> Short exercise 1
Check each statement against the article on sales teams, CRM and Excel, and answer yes or no, quoting the words that decide it. (a) The article names Excel as the top sales performance management tool organizations still use after 20 years. (b) The article says sales reps are eager to use CRM. (c) The article says CRM shows reps splits and historical data.
> Short exercise 2
Using the article on sales teams, CRM and Excel, answer each question on its own line:
(a) What three "too" qualities does the article assign to Excel?
(b) In the pipeline example, by how much did the pipeline decrease, and over what period?
(c) What activity takes up an excessive amount of reps' time instead of selling?
> Short exercise 3
Pick up the article on sales teams, CRM and Excel after its final sentence and write its next part.

> Passage to read

--------------------------------------------------

Putting points on the board, “scoring” sales and posting results to beat the competition — sales teams are the key offensive players at every organization. And not unlike star forwards on the basketball court, they require sufficient tools and training to be successful in this role. Unfortunately, sales teams are expected to put up big numbers without access to the tools that they need. After 20 years, the top sales performance management tool used by organizations is still Excel.
Given the significant technological advancements that have taken place during the past two decades, it’s incomprehensible that organizations are still using spreadsheets to manage pertinent financial information. I mean, isn’t that what CRM systems are for? Unfortunately, no. Although CRM aggregates a plethora of useful data, it provides little flexibility for building reports, enabling sales pipeline visibility and retaining historical data, forcing sales teams to seek out other options. Enter Excel, a tool that is too flexible, too labor intensive and, surprisingly, too costly for the good of the team.
CRM Is Necessary but Insufficient
CRM tracks heaps of valuable information and goes a long way toward helping organizations keep track of various sales activities and manage customer contacts. Unfortunately, this endless supply of “big data” also makes it incredibly difficult for sales reps to siphon out the actionable information that they need to close deals.
In fact, CRM is one of the few technologies where the target users — the sales reps — don’t want to use it. The reason is simple — it makes their job more difficult. Instead of focusing on selling, reps spend an excessive amount of time inputting information into CRM systems for record-keeping and activity-monitoring purposes, taking time away from high-value activities such as closing deals.
If this didn’t present enough of a challenge, CRM also doesn’t show the pertinent information that reps require, including splits, historical data and accurate sales forecasts. As any rep would tell you, these functions are absolutely critical to understanding sales reports.
For example, if a company’s sales pipeline decreased by US$5 million during a two-week period, is that good or bad? Without historical data, it’s difficult to discern whether the pipeline went down because the company closed a lot of deals or if it decreased because deals were pushed out of the quarter. These two outcomes look the same in CRM systems but mean two completely different things for an organization.

--------------------------------------------------

> Supplied entries
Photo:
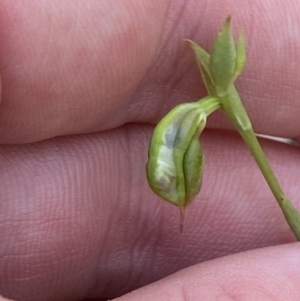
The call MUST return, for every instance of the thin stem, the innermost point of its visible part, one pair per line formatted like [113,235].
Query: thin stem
[292,216]
[209,104]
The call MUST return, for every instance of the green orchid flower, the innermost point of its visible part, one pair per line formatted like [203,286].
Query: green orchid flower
[175,165]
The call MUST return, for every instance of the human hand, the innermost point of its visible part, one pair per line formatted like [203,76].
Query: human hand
[77,217]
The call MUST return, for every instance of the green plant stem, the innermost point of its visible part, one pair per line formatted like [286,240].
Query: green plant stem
[209,104]
[291,214]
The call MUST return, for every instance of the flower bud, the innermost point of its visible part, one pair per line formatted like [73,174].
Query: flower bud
[175,164]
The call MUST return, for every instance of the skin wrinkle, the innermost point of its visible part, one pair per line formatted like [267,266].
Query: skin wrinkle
[17,127]
[91,162]
[124,219]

--------------------------------------------------

> Task result 1
(a) Yes: "After 20 years, the top sales performance management tool used by organizations is still Excel."
(b) No: "CRM is one of the few technologies where the target users — the sales reps — don’t want to use it."
(c) No: "CRM also doesn’t show the pertinent information that reps require, including splits, historical data and accurate sales forecasts."

> Task result 2
(a) Too flexible, too labor intensive and too costly.
(b) By US$5 million, over a two-week period.
(c) Inputting information into CRM systems for record-keeping and activity-monitoring purposes.

> Task result 3
Shortcomings of Excel
So where does this leave the sales team? The inherent shortcomings of CRM systems have led 52 percent of organizations to implement Excel as their primary sales management tool, according to Ventana Research. And while Excel is more flexible than CRM systems, it also creates three serious challenges that have a significant impact on a company’s overall profitability.
- Human Error: Let’s start with the most obvious: Excel is not an enterprise tool. It’s a well-documented fact that error rates in spreadsheets are huge, and 59 percent of large enterprises use them regularly, according to Ventana. That means multiple people have their hands in Excel — making changes and inputting numbers that change the forecast — everyday.
Since there is no way to monitor human error in spreadsheets, if one person makes an idiotic mistake, Excel will dutifully average the wrong data right down the line, and no one will know how to correct it, or even know it needs to be corrected in the first place. These errors could potentially go undetected all the way to top executives within an organization. And with a striking 87 percent of chief financial officers using spreadsheets extensively for closing deals financial planning and analysis and budgeting and reporting, one spreadsheet error could have an enormous impact on pertinent company financial reports.
- Cost: Although organizations think they’re saving money using a tool like Excel, the costs really add up. Due to the additional time it takes to update spreadsheets manually, they can cost companies more money than the deployment of advanced sales analytics. Given that 64 percent of organizations plan to improve sales analytics capabilities in 2012, it’s clear that organizations are beginning to catch on.
The cost of Excel poses even bigger problems for small companies — particularly venture capital startups. With startups under constant pressure from investors and the board of directors to meet revenue goals and demonstrate the ability to grow a viable business, wasting time building reports could mean the difference between success and failure. Since these companies are already strapped for resources, they cannot afford to have their sales team spending half of their time building reports — they need to be out making sales.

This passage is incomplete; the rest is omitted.